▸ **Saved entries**
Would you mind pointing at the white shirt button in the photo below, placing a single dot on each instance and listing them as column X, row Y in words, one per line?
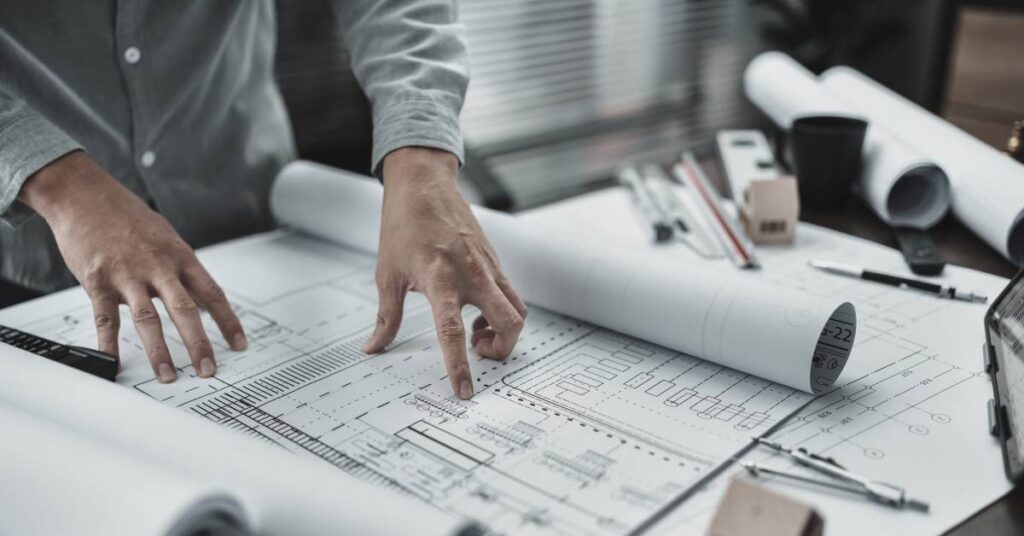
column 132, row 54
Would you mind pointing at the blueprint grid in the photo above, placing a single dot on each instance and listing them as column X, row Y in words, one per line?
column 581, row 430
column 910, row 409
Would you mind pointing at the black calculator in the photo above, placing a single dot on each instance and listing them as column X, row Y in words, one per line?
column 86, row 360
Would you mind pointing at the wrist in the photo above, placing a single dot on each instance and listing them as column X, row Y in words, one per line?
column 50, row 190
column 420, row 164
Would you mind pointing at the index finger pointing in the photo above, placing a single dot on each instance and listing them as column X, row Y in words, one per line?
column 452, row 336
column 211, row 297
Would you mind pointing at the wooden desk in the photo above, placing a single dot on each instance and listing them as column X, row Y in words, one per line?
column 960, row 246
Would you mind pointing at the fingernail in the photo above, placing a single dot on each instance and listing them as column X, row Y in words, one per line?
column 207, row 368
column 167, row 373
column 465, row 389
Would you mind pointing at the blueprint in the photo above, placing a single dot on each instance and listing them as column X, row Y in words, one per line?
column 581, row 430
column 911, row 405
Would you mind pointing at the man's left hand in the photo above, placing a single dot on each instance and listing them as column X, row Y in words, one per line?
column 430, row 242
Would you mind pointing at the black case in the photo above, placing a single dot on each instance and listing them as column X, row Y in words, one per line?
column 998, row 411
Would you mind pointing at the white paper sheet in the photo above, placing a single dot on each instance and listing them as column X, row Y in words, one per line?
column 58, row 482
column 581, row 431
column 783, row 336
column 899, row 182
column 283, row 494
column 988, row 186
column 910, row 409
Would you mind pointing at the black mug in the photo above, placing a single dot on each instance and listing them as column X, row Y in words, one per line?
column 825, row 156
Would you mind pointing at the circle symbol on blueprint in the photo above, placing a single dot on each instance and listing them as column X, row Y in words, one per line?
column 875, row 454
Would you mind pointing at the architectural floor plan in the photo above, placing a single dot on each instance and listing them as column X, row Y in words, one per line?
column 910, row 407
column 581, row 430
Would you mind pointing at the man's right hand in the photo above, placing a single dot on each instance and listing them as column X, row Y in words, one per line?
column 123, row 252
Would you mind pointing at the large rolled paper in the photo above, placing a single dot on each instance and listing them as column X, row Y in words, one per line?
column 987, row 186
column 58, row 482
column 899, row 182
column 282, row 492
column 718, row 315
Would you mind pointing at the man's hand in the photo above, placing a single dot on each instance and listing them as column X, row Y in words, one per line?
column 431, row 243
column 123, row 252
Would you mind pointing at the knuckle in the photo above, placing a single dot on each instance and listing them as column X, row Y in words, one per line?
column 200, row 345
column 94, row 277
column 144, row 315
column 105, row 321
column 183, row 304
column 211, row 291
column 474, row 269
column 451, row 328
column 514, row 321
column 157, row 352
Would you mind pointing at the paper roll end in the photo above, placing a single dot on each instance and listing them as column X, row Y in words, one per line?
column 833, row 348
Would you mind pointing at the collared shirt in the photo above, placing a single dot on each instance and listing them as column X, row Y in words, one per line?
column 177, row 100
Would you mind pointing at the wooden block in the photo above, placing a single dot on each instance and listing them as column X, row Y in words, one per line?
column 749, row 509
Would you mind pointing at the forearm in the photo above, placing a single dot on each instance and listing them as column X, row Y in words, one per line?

▸ **Work item**
Retype the data shown above exactly, excluding any picture it contains.

▸ **Task solution**
Would you mind pointing at the white shirt button in the photo below, placing a single dot on each instance and listing them as column X, row Y in words, one per line?
column 132, row 54
Would you mind pointing at the blueprint grid in the photo above, placing a single dot on each instance and listing them as column X, row Y in words, one per line?
column 581, row 430
column 910, row 409
Would you mind pointing at the black calculator in the photo above, placing a single dot on each instance and listing them as column X, row Y in words, one per line?
column 86, row 360
Would you mind pointing at the wrist in the photo above, placing a single dot on each instance and listing them as column X, row Y in words, one per line?
column 50, row 190
column 420, row 164
Would you mind pointing at the index finger pointing in the photo above, placing a single dot on each instance and listing them as column X, row Y in words, one per line?
column 452, row 336
column 211, row 297
Would you mind pointing at the wooden desk in the photo above, placing a single dot on each instance and listing them as column X, row Y in words, one per line?
column 960, row 246
Would you mind pointing at the fingernail in the photo above, placing a single dot on each instance and listing them as column X, row Y in words, one per line?
column 207, row 368
column 167, row 373
column 465, row 389
Would you mind pointing at the blueprint in the photo above, placing a single dot on each instance and listing them as column X, row Y in words, one per line?
column 581, row 430
column 911, row 405
Would you mind pointing at the man's left hand in the photo above, placing a single dot on each instance and listing them as column X, row Y in words, one per line?
column 430, row 242
Would you mind pointing at the black case in the photo above, placing a single dot on each instance and listing them as column X, row Y in words, one per line?
column 998, row 411
Would you mind pointing at the white paper sheet in the photo above, placing a single dot on each instance and listing them as column X, row Y in words, one per line?
column 58, row 482
column 581, row 431
column 783, row 336
column 899, row 182
column 283, row 494
column 988, row 186
column 910, row 409
Would you mind pointing at the black mug in the photo above, placing a single dot on each instance and listing them as column X, row Y in words, one per line?
column 825, row 156
Would you mind pointing at the circle symbol on blueprint in the photo above, placing a single dot on each instance and listing them as column X, row Y in words, one per line?
column 875, row 454
Would you mind pointing at the architectural floor plan in the photo above, placing a single dot on each instance and listing them as column X, row Y in words, one per line?
column 910, row 407
column 581, row 430
Would you mind pointing at the man's right hand in the photo above, placing a single dot on each instance and listing them as column X, row Y in words, one per line?
column 123, row 252
Would you mind pointing at the large rolled paper in the photo above, placing a single dot on each instance and listing them as column X, row Y in words, one per line?
column 987, row 186
column 58, row 482
column 899, row 182
column 282, row 492
column 718, row 315
Would you mind pointing at the man's hand in the photo above, placing a single dot on each instance and listing them as column X, row Y in words, one per line?
column 431, row 243
column 123, row 252
Would you mind pointing at the knuckle in the photo above, placing a single dot on each instance and listing them as column X, row Y in words, one per line?
column 200, row 345
column 94, row 277
column 144, row 315
column 105, row 321
column 183, row 304
column 211, row 291
column 474, row 269
column 451, row 328
column 514, row 321
column 157, row 352
Would you mind pointing at the paper roll end in the photo above, placing a single dot on each instance and listing them as column X, row Y in words, one per line?
column 833, row 348
Would you mind pointing at the collared shirt in the photo above, placing a single dot on each instance and listing them as column X, row Y in words, one per line?
column 177, row 100
Would you mind pointing at the wooden block in the photo above, placing a single dot on each instance and listing them as column X, row Y in words, one per line?
column 749, row 509
Would you mind pointing at the forearm in the photo above, placing a single dot on each instance and listing them as column X, row Y in words, one per line?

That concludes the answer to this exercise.